Copy all the records exactly, but keep the pictures out of your version.

■ AVAILABLE RECORDS:
↓↓↓
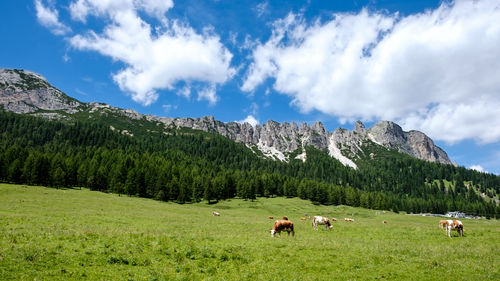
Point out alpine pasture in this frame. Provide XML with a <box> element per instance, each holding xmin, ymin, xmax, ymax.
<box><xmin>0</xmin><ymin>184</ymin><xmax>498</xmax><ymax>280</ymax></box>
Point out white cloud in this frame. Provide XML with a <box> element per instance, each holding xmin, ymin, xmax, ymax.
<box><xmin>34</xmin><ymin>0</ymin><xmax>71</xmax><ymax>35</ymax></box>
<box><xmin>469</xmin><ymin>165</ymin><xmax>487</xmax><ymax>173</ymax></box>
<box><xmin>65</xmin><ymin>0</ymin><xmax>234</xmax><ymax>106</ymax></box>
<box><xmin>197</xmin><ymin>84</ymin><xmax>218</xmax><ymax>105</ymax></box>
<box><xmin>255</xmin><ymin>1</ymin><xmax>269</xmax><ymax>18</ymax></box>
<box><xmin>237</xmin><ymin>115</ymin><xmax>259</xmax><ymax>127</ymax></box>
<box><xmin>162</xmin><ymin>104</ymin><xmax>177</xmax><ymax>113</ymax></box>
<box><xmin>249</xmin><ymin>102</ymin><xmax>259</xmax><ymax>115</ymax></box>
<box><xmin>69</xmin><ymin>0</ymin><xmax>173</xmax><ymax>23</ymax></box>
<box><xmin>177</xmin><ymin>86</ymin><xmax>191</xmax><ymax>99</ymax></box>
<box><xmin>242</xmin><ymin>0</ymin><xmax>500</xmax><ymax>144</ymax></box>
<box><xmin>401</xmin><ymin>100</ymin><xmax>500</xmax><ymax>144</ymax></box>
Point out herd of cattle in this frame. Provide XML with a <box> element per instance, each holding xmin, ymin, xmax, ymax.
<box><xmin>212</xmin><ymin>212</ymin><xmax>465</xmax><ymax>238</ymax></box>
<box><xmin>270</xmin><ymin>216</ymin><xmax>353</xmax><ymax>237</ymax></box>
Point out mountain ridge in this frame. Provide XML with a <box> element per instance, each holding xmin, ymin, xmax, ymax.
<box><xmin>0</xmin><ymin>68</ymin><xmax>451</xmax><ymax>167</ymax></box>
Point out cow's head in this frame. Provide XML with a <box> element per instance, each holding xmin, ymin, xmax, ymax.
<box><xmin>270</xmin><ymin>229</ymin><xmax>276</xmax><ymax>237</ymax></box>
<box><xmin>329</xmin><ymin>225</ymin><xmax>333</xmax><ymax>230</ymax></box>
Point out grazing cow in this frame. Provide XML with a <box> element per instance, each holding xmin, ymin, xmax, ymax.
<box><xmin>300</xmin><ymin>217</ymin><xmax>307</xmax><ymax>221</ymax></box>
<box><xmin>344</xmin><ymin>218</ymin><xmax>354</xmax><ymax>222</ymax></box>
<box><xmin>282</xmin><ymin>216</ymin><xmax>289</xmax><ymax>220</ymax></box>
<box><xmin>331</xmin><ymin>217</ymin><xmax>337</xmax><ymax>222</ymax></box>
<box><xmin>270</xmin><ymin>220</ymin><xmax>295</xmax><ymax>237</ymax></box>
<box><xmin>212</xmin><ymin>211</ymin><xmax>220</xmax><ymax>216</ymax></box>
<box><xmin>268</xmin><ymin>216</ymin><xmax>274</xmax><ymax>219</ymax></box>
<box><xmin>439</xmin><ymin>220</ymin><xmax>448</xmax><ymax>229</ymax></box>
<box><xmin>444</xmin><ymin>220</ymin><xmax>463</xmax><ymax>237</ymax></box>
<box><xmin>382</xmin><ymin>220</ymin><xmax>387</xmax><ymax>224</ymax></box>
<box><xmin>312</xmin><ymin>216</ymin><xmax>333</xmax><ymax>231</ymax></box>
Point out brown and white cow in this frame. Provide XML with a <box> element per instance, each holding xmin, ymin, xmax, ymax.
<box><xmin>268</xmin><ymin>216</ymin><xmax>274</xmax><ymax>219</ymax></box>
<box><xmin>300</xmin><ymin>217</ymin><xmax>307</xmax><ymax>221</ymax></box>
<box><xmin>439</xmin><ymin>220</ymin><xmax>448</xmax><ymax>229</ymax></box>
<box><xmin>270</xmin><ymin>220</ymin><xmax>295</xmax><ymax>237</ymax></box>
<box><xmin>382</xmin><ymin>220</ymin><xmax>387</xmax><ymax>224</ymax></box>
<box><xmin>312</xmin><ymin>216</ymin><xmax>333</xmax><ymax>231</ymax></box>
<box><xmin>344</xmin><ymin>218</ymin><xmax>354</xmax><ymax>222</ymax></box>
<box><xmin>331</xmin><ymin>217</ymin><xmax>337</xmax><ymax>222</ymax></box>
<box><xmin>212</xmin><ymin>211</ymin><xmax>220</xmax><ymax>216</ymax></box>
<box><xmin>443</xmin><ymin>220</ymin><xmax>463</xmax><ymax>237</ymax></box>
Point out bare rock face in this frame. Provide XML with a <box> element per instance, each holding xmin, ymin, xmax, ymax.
↑↑↑
■ FINISHED EXERCISE:
Point out alpine pasture in this frame. Provide XML with a <box> element per instance, each holding xmin, ymin, xmax, ymax.
<box><xmin>0</xmin><ymin>184</ymin><xmax>498</xmax><ymax>280</ymax></box>
Point out white cloud in this frame. Provide XML with a <box> element per instance, each holding xmin, ymin, xmax, ymax.
<box><xmin>34</xmin><ymin>0</ymin><xmax>71</xmax><ymax>35</ymax></box>
<box><xmin>469</xmin><ymin>165</ymin><xmax>487</xmax><ymax>173</ymax></box>
<box><xmin>65</xmin><ymin>0</ymin><xmax>234</xmax><ymax>106</ymax></box>
<box><xmin>197</xmin><ymin>84</ymin><xmax>218</xmax><ymax>105</ymax></box>
<box><xmin>255</xmin><ymin>1</ymin><xmax>269</xmax><ymax>18</ymax></box>
<box><xmin>237</xmin><ymin>115</ymin><xmax>259</xmax><ymax>127</ymax></box>
<box><xmin>162</xmin><ymin>104</ymin><xmax>177</xmax><ymax>113</ymax></box>
<box><xmin>249</xmin><ymin>102</ymin><xmax>259</xmax><ymax>115</ymax></box>
<box><xmin>69</xmin><ymin>0</ymin><xmax>173</xmax><ymax>23</ymax></box>
<box><xmin>177</xmin><ymin>86</ymin><xmax>191</xmax><ymax>99</ymax></box>
<box><xmin>242</xmin><ymin>0</ymin><xmax>500</xmax><ymax>144</ymax></box>
<box><xmin>401</xmin><ymin>100</ymin><xmax>500</xmax><ymax>144</ymax></box>
Point out herd of cattle in this frame. Provide XML with a <box> element per instance, each holding xmin, ymin, xmax, ymax.
<box><xmin>212</xmin><ymin>212</ymin><xmax>465</xmax><ymax>238</ymax></box>
<box><xmin>270</xmin><ymin>216</ymin><xmax>353</xmax><ymax>237</ymax></box>
Point out mountain ridge in this frame. Provide XML with a <box> element per instance, each holding xmin, ymin, xmax, ymax.
<box><xmin>0</xmin><ymin>68</ymin><xmax>451</xmax><ymax>167</ymax></box>
Point out cow's head in this frame. Provide XML with a <box> element per instance, each holding xmin, ymin, xmax, ymax.
<box><xmin>270</xmin><ymin>229</ymin><xmax>276</xmax><ymax>237</ymax></box>
<box><xmin>329</xmin><ymin>225</ymin><xmax>333</xmax><ymax>230</ymax></box>
Point out grazing cow in this frame. Provide XML with a <box> element per instance, each holding xmin, ymin, xmax, ymax.
<box><xmin>300</xmin><ymin>217</ymin><xmax>307</xmax><ymax>221</ymax></box>
<box><xmin>344</xmin><ymin>218</ymin><xmax>354</xmax><ymax>222</ymax></box>
<box><xmin>282</xmin><ymin>216</ymin><xmax>289</xmax><ymax>220</ymax></box>
<box><xmin>331</xmin><ymin>217</ymin><xmax>337</xmax><ymax>222</ymax></box>
<box><xmin>270</xmin><ymin>220</ymin><xmax>295</xmax><ymax>237</ymax></box>
<box><xmin>212</xmin><ymin>211</ymin><xmax>220</xmax><ymax>216</ymax></box>
<box><xmin>268</xmin><ymin>216</ymin><xmax>274</xmax><ymax>219</ymax></box>
<box><xmin>439</xmin><ymin>220</ymin><xmax>448</xmax><ymax>229</ymax></box>
<box><xmin>444</xmin><ymin>220</ymin><xmax>463</xmax><ymax>237</ymax></box>
<box><xmin>382</xmin><ymin>220</ymin><xmax>387</xmax><ymax>224</ymax></box>
<box><xmin>312</xmin><ymin>216</ymin><xmax>333</xmax><ymax>231</ymax></box>
Point out brown and white cow in this frame. Provide XML with a <box> element per instance, each holding xmin, ymin, xmax, ymax.
<box><xmin>268</xmin><ymin>216</ymin><xmax>274</xmax><ymax>219</ymax></box>
<box><xmin>300</xmin><ymin>217</ymin><xmax>307</xmax><ymax>221</ymax></box>
<box><xmin>439</xmin><ymin>220</ymin><xmax>448</xmax><ymax>229</ymax></box>
<box><xmin>270</xmin><ymin>220</ymin><xmax>295</xmax><ymax>237</ymax></box>
<box><xmin>382</xmin><ymin>220</ymin><xmax>387</xmax><ymax>224</ymax></box>
<box><xmin>312</xmin><ymin>216</ymin><xmax>333</xmax><ymax>231</ymax></box>
<box><xmin>344</xmin><ymin>218</ymin><xmax>354</xmax><ymax>222</ymax></box>
<box><xmin>331</xmin><ymin>217</ymin><xmax>337</xmax><ymax>222</ymax></box>
<box><xmin>212</xmin><ymin>211</ymin><xmax>220</xmax><ymax>216</ymax></box>
<box><xmin>443</xmin><ymin>220</ymin><xmax>463</xmax><ymax>237</ymax></box>
Point out bare rock face in this frame. Provide XML with a <box> element per instance, each holding xmin, ymin, xmax, ymax.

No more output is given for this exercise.